*PROBLEM*.
Please count how many lines in the material below contain the word "shorts", and reply with the number alone.

= = =

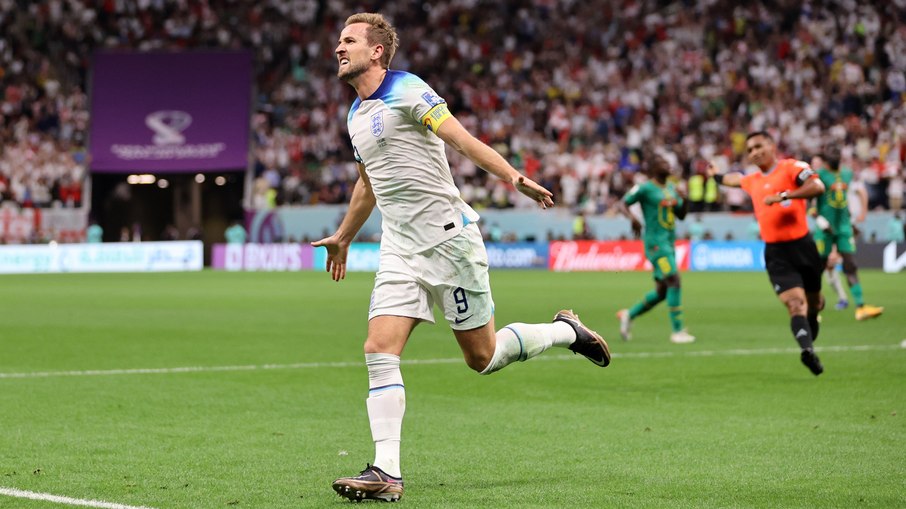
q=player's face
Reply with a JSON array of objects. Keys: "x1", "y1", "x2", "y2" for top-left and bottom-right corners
[
  {"x1": 811, "y1": 156, "x2": 824, "y2": 170},
  {"x1": 746, "y1": 136, "x2": 774, "y2": 168},
  {"x1": 335, "y1": 23, "x2": 374, "y2": 81}
]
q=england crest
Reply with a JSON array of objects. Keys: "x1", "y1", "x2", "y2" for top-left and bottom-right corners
[{"x1": 371, "y1": 111, "x2": 384, "y2": 137}]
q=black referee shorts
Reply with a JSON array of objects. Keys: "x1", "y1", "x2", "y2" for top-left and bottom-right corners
[{"x1": 764, "y1": 234, "x2": 824, "y2": 294}]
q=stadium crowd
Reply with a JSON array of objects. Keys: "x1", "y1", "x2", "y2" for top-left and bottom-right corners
[{"x1": 0, "y1": 0, "x2": 906, "y2": 220}]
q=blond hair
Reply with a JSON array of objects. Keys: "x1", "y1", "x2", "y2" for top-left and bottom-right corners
[{"x1": 346, "y1": 12, "x2": 400, "y2": 69}]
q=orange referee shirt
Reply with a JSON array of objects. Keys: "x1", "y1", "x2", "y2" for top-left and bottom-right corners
[{"x1": 740, "y1": 159, "x2": 818, "y2": 242}]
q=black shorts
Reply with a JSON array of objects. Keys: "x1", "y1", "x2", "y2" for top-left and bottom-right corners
[{"x1": 764, "y1": 234, "x2": 824, "y2": 294}]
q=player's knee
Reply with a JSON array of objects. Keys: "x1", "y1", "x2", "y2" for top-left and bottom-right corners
[
  {"x1": 784, "y1": 297, "x2": 808, "y2": 316},
  {"x1": 465, "y1": 352, "x2": 494, "y2": 373},
  {"x1": 843, "y1": 256, "x2": 857, "y2": 275}
]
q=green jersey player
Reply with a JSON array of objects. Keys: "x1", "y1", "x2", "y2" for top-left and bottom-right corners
[
  {"x1": 617, "y1": 155, "x2": 695, "y2": 343},
  {"x1": 812, "y1": 157, "x2": 884, "y2": 320}
]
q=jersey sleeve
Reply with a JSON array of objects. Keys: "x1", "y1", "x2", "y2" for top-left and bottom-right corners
[
  {"x1": 402, "y1": 74, "x2": 453, "y2": 133},
  {"x1": 623, "y1": 184, "x2": 645, "y2": 205},
  {"x1": 787, "y1": 161, "x2": 818, "y2": 187}
]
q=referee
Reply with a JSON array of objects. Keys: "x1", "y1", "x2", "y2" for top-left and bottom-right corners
[{"x1": 708, "y1": 131, "x2": 824, "y2": 375}]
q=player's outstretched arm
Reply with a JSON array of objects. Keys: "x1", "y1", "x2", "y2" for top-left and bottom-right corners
[
  {"x1": 311, "y1": 164, "x2": 376, "y2": 281},
  {"x1": 437, "y1": 116, "x2": 554, "y2": 209},
  {"x1": 764, "y1": 176, "x2": 824, "y2": 205},
  {"x1": 708, "y1": 162, "x2": 742, "y2": 187}
]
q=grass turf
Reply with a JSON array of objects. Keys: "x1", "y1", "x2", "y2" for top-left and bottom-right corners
[{"x1": 0, "y1": 271, "x2": 906, "y2": 509}]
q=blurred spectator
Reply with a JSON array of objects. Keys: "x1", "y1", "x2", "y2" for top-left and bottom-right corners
[
  {"x1": 85, "y1": 221, "x2": 104, "y2": 244},
  {"x1": 688, "y1": 212, "x2": 705, "y2": 241},
  {"x1": 0, "y1": 0, "x2": 906, "y2": 219},
  {"x1": 223, "y1": 221, "x2": 248, "y2": 244},
  {"x1": 886, "y1": 212, "x2": 906, "y2": 242}
]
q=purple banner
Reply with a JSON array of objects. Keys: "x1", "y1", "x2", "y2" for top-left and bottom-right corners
[{"x1": 90, "y1": 51, "x2": 252, "y2": 173}]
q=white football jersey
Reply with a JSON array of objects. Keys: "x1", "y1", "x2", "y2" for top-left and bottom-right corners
[{"x1": 346, "y1": 71, "x2": 478, "y2": 253}]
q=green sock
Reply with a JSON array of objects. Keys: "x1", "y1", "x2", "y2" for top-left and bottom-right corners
[
  {"x1": 667, "y1": 286, "x2": 683, "y2": 332},
  {"x1": 849, "y1": 282, "x2": 865, "y2": 307},
  {"x1": 629, "y1": 290, "x2": 661, "y2": 319}
]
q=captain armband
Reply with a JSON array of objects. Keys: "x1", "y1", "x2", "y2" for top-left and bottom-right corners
[{"x1": 796, "y1": 168, "x2": 815, "y2": 186}]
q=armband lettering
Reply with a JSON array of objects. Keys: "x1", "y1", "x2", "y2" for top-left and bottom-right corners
[{"x1": 796, "y1": 168, "x2": 815, "y2": 186}]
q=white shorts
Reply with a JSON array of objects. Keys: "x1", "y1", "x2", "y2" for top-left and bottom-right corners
[{"x1": 368, "y1": 223, "x2": 494, "y2": 330}]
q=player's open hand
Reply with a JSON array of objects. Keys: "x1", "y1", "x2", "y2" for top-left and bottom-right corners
[
  {"x1": 513, "y1": 175, "x2": 554, "y2": 209},
  {"x1": 311, "y1": 234, "x2": 349, "y2": 281}
]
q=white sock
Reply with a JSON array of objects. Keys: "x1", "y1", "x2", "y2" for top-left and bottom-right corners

= = =

*TASK OUTPUT*.
3